La normalità del terrore
Gli
attentati sanguinosi nel cuore di Londra. Il terrorismo e il terrore che
colpiscono le capitali dell´Occidente. Altre date potremmo aggiungere. Perché la
cronologia del terrore, dopo l´11 settembre del 2001, è lunga, segnata da altri
attentati: Casablanca, Bali, Mosca, Riad… E dalle guerre al terrore. In Iraq, in
Afghanistan. Ma gli attentati che squarciano l´Occidente ci colpiscono
particolarmente. Perché pensavamo di essere "al sicuro", fino a quattro anni fa.
Minacciati, solo, da fratture storiche "interne": nazionali e ideologiche. Il
terrore di questi anni, invece, viene da "fuori". È legato a logiche e a
illogiche culturali e religiose. Come il terrorismo islamico di matrice
fondamentalista. Mira a infrangere il guscio invisibile che, fino a pochi anni
fa, ha permesso all´Occidente di sentirsi protetto. Zona franca nell´era della
globalizzazione. Il terrorismo ha dissolto questa illusione. Fa sentire tutti
parte della stessa vicenda, sanguinosa, che collega le Torri gemelle, Madrid,
Londra, Mosca, l´Afghanistan e l´Iraq. Rende ogni piazza, ogni metrò, ogni
autobus, ogni strada, ogni palazzo, un possibile teatro di violenza. E ogni
persona un possibile protagonista. Lo ha spiegato bene Ezio Mauro nei giorni
scorsi. "La vera ossessione dei fanatici siamo noi. La normalità della nostra
vita. I piccoli gesti quotidiani di ognuno, che formano i riti di una cultura
comune". Per questo gli attentati, ormai da tempo, non puntano più sui "bersagli
alti": leader politici, uomini di Stato e dell´esercito. Non solo perché è,
oggettivamente, difficile raggiungerli. Ma anche perché i "bersagli bassi",
oltre che vulnerabili, sono i più importanti, per le democrazie occidentali.

§

» OBIETTIVO 1: Quali luoghi il brano indica come possibili teatri di violenza? Elencali tutti.
» OBIETTIVO 2: Riscrivi il passo del brano compreso tra "La normalità del terrore" e "quattro anni fa.", estremi inclusi, sostituendo "attentati" con "attacchi".

» ESTRATTO DELLA FONTE:
§

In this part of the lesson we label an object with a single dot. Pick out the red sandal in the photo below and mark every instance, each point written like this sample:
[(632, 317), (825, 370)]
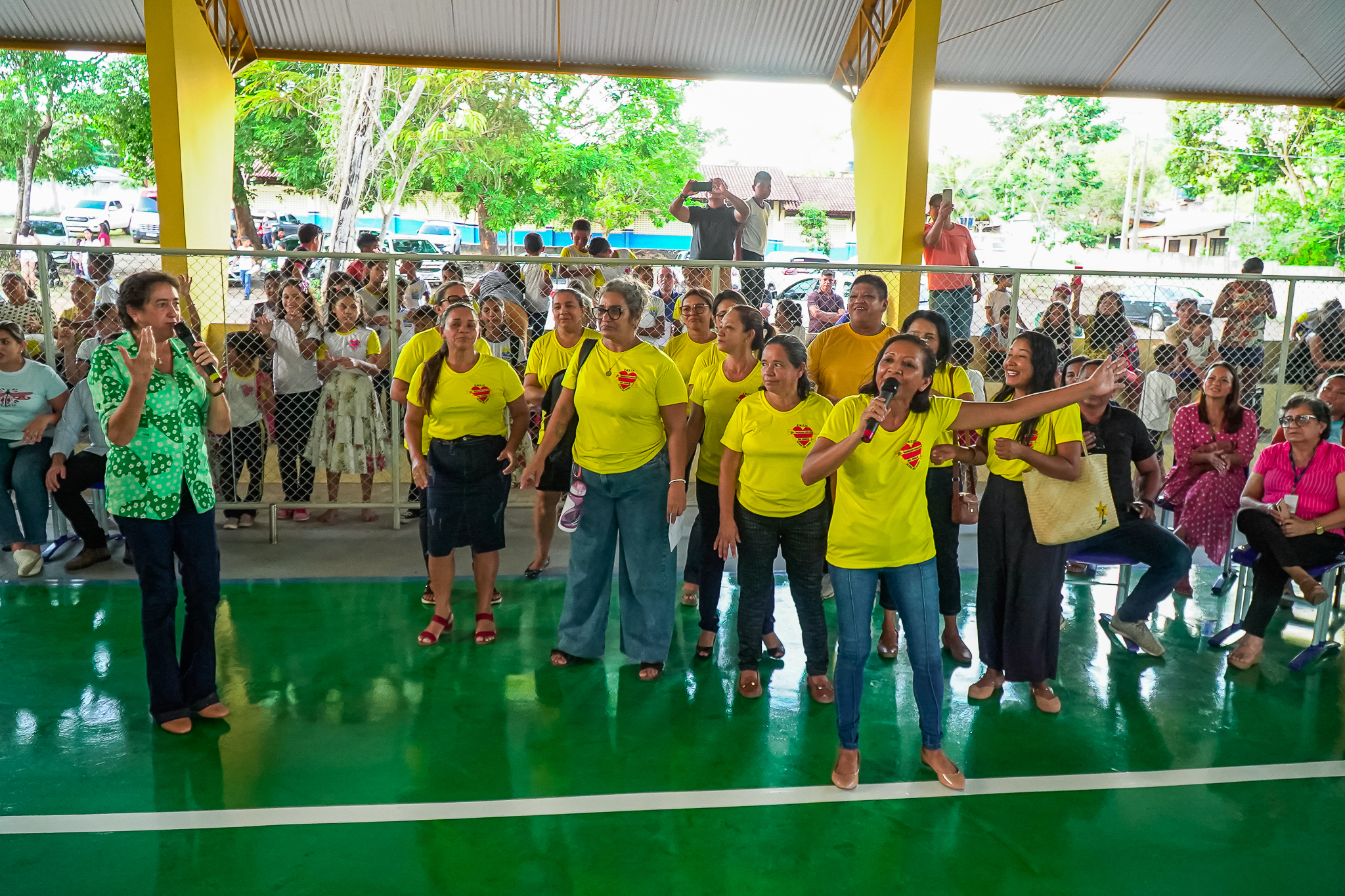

§

» RISPOSTA COMPLETA 1: piazza, metrò, autobus, strada, palazzo

» RISPOSTA COMPLETA 2:
La normalità del terrore
Gli
attacchi sanguinosi nel cuore di Londra. Il terrorismo e il terrore che
colpiscono le capitali dell´Occidente. Altre date potremmo aggiungere. Perché la
cronologia del terrore, dopo l´11 settembre del 2001, è lunga, segnata da altri
attacchi: Casablanca, Bali, Mosca, Riad… E dalle guerre al terrore. In Iraq, in
Afghanistan. Ma gli attacchi che squarciano l´Occidente ci colpiscono
particolarmente. Perché pensavamo di essere "al sicuro", fino a quattro anni fa.